Если вы поместите бесконечное число обезьян перед (крепко сделанными) пишущими машинками, и позволите им. хлопать по клавишам, есть уверенность, что одна из них выдаст точную версию Илиады. При более глубоком рассмотрении, эта концепция может быть менее интересной, чем могло показаться сначала: такая вероятность очень низка. Но сделаем еще один шаг в рассуждениях. Когда мы нашли такого героя среди обезьян, будет ли какой-либо читатель ставить свои сбережения на то, что эта обезьяна написала бы затем Одиссею?
В этой истории, второй шаг является самым интересным. Насколько прошлые достижения (здесь печатание Илиады), могут быть уместны в прогнозе будущих результатов? То же самое применимо к любому решению, основанному на прошлых результатах, и полагающемуся на признаки прошлого временного ряда. Подумайте об обезьяне, стоящей у вашей двери с её внушительными прошлыми результатами. Эй, он написал Илиаду! Быстро, заключите с ним контракт на продолжение!
Главная проблема с выводами, в общем, состоит в том, что те, чья профессия состоит в том, чтобы получать заключения из данных, попадаются в эту ловушку быстрее и с большей уверенностью, чем другие.
Чем больше данных мы имеем, тем вероятнее мы в них утонем. Здравый смысл людей, что-то знающих о вероятности, говорит им, что очень маловероятно, чтобы кто-то значительно и последовательно преуспевал без правильного выполнения им некоего закона. Поэтому отчеты о сделках стали значимыми – они говорят, что если кто-то выполнял работу лучше, чем остальные в прошлом, т.е. велик шанс, что он покажет хороший результат и в будущем. Но, как обычно, «берегитесь обывателя»: начальные знания о вероятности могут вести к худшим результатам, чем отсутствие знаний вообще.

+ + +

Условие задачи:
Пожалуйста, перепишите из отрывка об обезьянах за пишущими машинками часть, которая начинается со слов «В этой истории, второй» и заканчивается словами «контракт на продолжение!».

Выборка данных:
+ + +

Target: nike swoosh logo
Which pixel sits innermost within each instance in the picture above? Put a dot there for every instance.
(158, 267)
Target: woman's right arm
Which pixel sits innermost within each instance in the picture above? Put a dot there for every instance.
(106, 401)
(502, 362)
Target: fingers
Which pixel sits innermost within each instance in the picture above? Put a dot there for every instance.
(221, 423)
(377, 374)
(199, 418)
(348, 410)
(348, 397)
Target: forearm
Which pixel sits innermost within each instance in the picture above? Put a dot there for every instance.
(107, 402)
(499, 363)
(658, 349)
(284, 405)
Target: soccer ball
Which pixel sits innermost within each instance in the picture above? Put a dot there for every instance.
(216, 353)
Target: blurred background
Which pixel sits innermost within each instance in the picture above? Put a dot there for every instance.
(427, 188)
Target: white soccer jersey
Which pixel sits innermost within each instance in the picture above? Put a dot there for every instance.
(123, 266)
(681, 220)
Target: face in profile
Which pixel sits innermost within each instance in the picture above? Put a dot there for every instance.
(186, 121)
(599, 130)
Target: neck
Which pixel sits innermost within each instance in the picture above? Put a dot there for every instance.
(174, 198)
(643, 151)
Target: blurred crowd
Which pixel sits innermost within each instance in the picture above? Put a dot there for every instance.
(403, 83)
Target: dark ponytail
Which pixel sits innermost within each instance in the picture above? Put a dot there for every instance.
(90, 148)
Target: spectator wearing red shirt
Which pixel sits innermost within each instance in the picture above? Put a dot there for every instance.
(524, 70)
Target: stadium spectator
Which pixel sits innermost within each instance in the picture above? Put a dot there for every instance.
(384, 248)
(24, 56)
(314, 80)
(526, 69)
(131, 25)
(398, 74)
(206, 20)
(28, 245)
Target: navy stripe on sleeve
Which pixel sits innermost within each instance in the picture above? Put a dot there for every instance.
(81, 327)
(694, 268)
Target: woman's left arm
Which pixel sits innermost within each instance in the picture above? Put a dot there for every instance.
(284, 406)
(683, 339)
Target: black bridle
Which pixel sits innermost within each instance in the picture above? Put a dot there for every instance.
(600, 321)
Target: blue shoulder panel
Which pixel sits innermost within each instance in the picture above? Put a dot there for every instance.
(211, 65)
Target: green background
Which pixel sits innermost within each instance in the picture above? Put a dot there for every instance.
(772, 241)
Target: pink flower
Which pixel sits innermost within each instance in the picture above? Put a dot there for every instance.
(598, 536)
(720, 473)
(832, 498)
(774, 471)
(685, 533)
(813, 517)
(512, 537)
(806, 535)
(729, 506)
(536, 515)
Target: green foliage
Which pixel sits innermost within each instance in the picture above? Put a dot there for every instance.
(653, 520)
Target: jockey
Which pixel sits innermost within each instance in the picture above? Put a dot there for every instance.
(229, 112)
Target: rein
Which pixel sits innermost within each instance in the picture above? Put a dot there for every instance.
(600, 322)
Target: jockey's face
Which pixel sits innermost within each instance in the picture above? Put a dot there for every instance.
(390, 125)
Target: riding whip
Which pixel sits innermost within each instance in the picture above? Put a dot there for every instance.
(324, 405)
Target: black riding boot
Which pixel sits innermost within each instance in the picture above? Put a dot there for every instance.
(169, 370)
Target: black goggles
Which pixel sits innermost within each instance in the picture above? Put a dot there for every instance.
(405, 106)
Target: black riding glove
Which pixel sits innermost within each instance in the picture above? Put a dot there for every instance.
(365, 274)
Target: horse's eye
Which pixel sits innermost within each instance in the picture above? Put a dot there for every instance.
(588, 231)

+ + +

Решение задачи:
В этой истории, второй шаг является самым интересным. Насколько прошлые достижения (здесь печатание Илиады), могут быть уместны в прогнозе будущих результатов? То же самое применимо к любому решению, основанному на прошлых результатах, и полагающемуся на признаки прошлого временного ряда. Подумайте об обезьяне, стоящей у вашей двери с её внушительными прошлыми результатами. Эй, он написал Илиаду! Быстро, заключите с ним контракт на продолжение!